Although Charlie made an early name for himself in Chicago and has been living in the San Francisco Bay area for decades, his roots are still firmly planted in the Mississippi mud.

Born in Kosciusko, Miss., on Jan. 31, 1944, Musselwhite moved to Memphis when he was three, spending summers back in the Magnolia State with his grandparents and other relatives throughout his youth. Many members of his family still call the Hill Country home. Although not professional musicians, his father played guitar and harmonica and built his own mandolin, and his mother played piano.

“I run across some of the really old harmonica instructions that used to come with the harps he bought,” Charlie says today.

By the time he was a teenager, Musselwhite was already deeply involved in the blues. Memphis proved to be the ultimate melting pot of society, where country, Western swing, jazz, Delta blues, rockabilly and rock ‘n’ roll collided and musicians of all color shared lives and tunes.

While Elvis Presley, nine years Charlie’s senior, was across town rerecording hits by Arthur “Big Boy” Crudup and Big Mama Thornton, young Musselwhite was a ditch digger, laying concrete floors in cotton warehouses and doing factory work for a paper manufacturer to make ends meet.

**Task description**
Write the next part of the passage on Charlie Musselwhite's early years, picking up after its last sentence about his jobs in Memphis. The records have no part in this.

**Stored records**
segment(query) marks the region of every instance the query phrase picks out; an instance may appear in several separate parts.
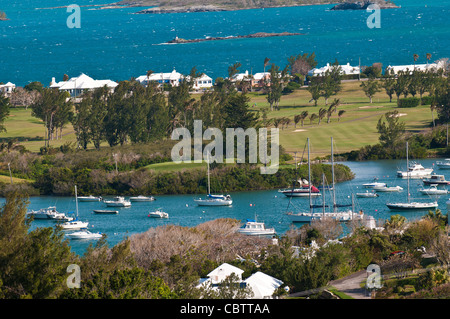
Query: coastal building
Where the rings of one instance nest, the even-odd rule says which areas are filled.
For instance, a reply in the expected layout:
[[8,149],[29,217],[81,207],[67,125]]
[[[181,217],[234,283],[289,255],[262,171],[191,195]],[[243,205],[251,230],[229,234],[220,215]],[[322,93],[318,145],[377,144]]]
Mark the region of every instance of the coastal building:
[[183,75],[173,69],[170,73],[152,73],[150,75],[141,75],[136,78],[142,85],[147,86],[150,82],[156,82],[159,86],[170,84],[171,86],[178,86],[182,81]]
[[[189,76],[186,77],[189,79]],[[193,89],[196,91],[207,90],[213,87],[213,80],[210,76],[203,73],[200,77],[194,80]]]
[[8,82],[6,84],[0,84],[0,94],[10,97],[16,85],[14,83]]
[[242,273],[244,271],[238,267],[223,263],[213,271],[211,271],[207,278],[200,279],[196,286],[210,287],[211,289],[218,289],[220,283],[227,277],[235,274],[238,278],[241,287],[250,287],[253,292],[253,299],[272,298],[274,292],[283,285],[283,282],[277,278],[269,276],[260,271],[254,273],[245,280],[242,280]]
[[391,66],[389,65],[386,70],[385,73],[389,73],[391,72],[394,75],[397,75],[398,72],[409,72],[410,74],[416,70],[416,71],[432,71],[432,72],[436,72],[439,69],[444,68],[445,63],[444,61],[439,61],[436,63],[426,63],[426,64],[408,64],[408,65],[394,65]]
[[108,87],[111,91],[118,84],[111,80],[94,80],[90,76],[82,73],[78,77],[70,78],[67,81],[56,82],[55,78],[52,78],[52,82],[50,83],[50,88],[57,88],[61,91],[69,92],[71,97],[80,96],[84,91],[94,90],[100,87]]
[[[361,70],[359,66],[351,66],[350,63],[339,65],[341,67],[341,74],[342,75],[358,75]],[[309,76],[324,76],[327,71],[331,72],[334,65],[330,65],[330,63],[327,63],[327,65],[321,67],[321,68],[314,68],[308,72]]]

**Final result**
“In the South, when you’re diggin’ dirt, it’s wet and all heavy, and you have to put it in a wheelbarrow and run it up a ramp,” he says. “And the heat and the humidity…and you were only makin’ a dollar an hour. It’s gives you an attitude. Factory work sounded pretty good after that.”

On the side, he also delivered moonshine in a 1950 Lincoln auto and immersed himself into a group of musicians most of us have only read about in history books – a virtual who’s who of folks who worked jug bands and minstrel shows – the black equivalent of the vaudeville circuit, learning more about the harmonica and life with each passing day.

“Playing in Memphis was for my own gratification…there was something in me that needed to be satisfied,” he says. “Those folks were tuned in and sensitive to things that mattered…about how you treat people and the quality of life on the ethereal level.”

Musselwhite spent time in the home of Will Shade, harp player and band leader of the legendary Memphis Jug Band. “I also spend time with Furry Lewis, Memphis Willie B., who played guitar and harp on a rack – Willie Borum was his name, Earl Bell and Abe McNeil, who were guitar players, Ray Robey, who was a fiddle player and guitar player. He was with the Memphis Jug Band, too,” Charlie recalls.

“Gus Cannon (founder of Shade’s chief competition, the Cannon Jug Stompers)…I used to go over to his place, drinkin’ with him. Everybody was drinkin’ then! It’s a bad old Southern tradition. I didn’t know it when I started, but it all had to end eventually.”

The lessons Musselwhite received in the company of those old-timers set him apart stylistically when he moved to Chicago in 1962. Like many of his compatriots, he followed Highway 51 north in search of a job that would pay the princely sum of $3 an hour.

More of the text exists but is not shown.